→ **Page extract**:

Gerrard, Dyer and Scholes are relat-ively interchangeable, and their roles will largely depend on the fitness of Beckham. Joe Cole relishes freedom to roam, although he may have to accept being restricted to the left. Of the five forwards, Heskey has performed more than adequately when switching to left midfield, while Sheringham provides an alternative option, even though he is one of the few personnel who lack acceleration.
But Eriksson is acutely aware that factors beyond his control, climate and fitness, could heavily influence England's destiny. Japan is hot and humid from the start of June, a fact that has led Arsène Wenger and Glenn Hoddle to suggest that it is virtually impossible for a European team to win the tournament in those conditions. "I think it's difficult, but because of that we will be testing the players for their fitness, carrying out blood tests, trying to find out how much they need to drink before the games, how much weight they will lose," says Eriksson. We're trying to do everything possible."
That will include special dietary supplements. Those, Eriksson explained, are "extremely important when you lose a lot of weight. How quickly you recover is extremely crucial to the results. Sport has become more and more sophisticated and medicine plays an increasingly large part. You need a lot of professors around you today. Everything we do with the players, we report to their clubs. We are not trying to hide anything. We tell them if a player is given vitamin A or B, or whatever."
Though there may well be some players who never get to raise an England shirt over their heads, let alone raise a sweat in World Cup games, the understudies appear, at first glance, barely sufficient in number. "It would be very good to have 12 [of the 23] who never get a kick, although that would be very sad for them," says Eriksson. "That means that you are very successful and that you never have any problems. But football is not like that. You have injured players, booked players, banned players, players in form and out of form. I think you need 23 players."

→ **Work request**: According to the passage on England's World Cup preparations, who suggested that a European team can hardly win the tournament in Japan's heat and humidity?

→ **Supplied records**:
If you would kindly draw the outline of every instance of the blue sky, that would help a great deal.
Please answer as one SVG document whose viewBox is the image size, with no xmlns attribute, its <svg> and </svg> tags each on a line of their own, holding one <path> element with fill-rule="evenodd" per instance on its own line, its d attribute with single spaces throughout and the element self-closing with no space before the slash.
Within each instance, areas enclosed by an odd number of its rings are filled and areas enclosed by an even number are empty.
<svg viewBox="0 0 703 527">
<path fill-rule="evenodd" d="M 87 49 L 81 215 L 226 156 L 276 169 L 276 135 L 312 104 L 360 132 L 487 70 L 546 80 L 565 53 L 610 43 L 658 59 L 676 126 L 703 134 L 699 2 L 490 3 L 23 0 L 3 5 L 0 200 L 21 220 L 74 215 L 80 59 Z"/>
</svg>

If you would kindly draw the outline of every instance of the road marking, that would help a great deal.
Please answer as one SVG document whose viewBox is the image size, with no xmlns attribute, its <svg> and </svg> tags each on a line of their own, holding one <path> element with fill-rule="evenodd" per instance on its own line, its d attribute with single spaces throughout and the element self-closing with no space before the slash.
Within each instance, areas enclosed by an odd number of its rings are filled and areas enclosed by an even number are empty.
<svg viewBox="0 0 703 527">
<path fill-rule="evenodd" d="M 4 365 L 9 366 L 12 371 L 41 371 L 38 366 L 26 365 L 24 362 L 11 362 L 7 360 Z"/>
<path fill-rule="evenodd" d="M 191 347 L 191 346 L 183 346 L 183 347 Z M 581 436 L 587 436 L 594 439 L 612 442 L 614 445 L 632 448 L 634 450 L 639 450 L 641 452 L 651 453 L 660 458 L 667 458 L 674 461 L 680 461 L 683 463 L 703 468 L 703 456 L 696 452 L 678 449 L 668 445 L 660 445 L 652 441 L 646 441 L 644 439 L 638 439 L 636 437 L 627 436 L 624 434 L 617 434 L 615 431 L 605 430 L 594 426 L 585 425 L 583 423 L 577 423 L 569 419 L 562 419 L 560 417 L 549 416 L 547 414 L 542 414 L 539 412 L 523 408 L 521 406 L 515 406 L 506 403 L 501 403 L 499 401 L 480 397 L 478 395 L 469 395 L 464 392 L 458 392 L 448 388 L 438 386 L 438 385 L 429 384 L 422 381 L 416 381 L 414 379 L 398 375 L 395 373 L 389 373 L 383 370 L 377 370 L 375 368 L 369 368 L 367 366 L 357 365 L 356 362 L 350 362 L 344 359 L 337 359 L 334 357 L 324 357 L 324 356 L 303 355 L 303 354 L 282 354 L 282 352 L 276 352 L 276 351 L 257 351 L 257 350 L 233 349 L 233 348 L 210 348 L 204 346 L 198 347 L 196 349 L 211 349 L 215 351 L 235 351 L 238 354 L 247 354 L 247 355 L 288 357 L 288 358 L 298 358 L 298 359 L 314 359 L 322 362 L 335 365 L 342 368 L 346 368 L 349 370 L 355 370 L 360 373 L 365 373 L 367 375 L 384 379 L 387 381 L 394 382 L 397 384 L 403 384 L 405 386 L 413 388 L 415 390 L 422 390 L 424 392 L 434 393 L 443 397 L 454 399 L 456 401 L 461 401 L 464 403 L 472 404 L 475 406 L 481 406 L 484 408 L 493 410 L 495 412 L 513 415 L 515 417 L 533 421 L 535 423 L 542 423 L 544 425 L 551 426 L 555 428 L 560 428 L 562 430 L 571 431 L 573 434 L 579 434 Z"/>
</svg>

→ **Result of the exercise**: Arsène Wenger and Glenn Hoddle